[Directions for this task]
Answer these about the forum thread on installing FreeBSD from USB:
(a) Which program was used to make the bootable USB drive, and on which operating system?
(b) Which keys does the reply say to press to open the emergency console?
(c) What did the original poster do in the end instead of installing from the USB drive?

# FreeBSD installation from USB



## nhanquy (Mar 4, 2010)

I used *unetbootin* on Windows to create a bootable 2G-USB with the *8.0-RELEASE-i386-dvd1.iso*.
I can boot from it. But when it goes to "*Choose Installation Media*"; what should I choose?

Based on *this* it is supposed to be *option 7 (from an existing filesystem)* and then _*/mnt*_. Is this correct?
Or maybe something else?

It did not work for me. Maybe I messed up something?


----------



## Zare (Mar 4, 2010)

Initiate the emergency holographic console (VTY4, hit Alt+F4) and mount your USB thingie somewhere on the filesystem first.


----------



## nhanquy (Mar 5, 2010)

Zare said:
			
		

> Initiate the emergency holographic console (VTY4, hit Alt+F4) and mount your USB thingie somewhere on the filesystem first.



Thanks. That makes sense; but I have given up and burn a DVD instead.


----------



## varda (Mar 5, 2010)

[Given data]
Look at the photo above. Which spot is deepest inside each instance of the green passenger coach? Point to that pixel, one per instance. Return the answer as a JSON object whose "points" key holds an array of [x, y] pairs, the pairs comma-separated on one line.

[Output of the exercise]
(a) unetbootin, on Windows
(b) Alt+F4
(c) Burned a DVD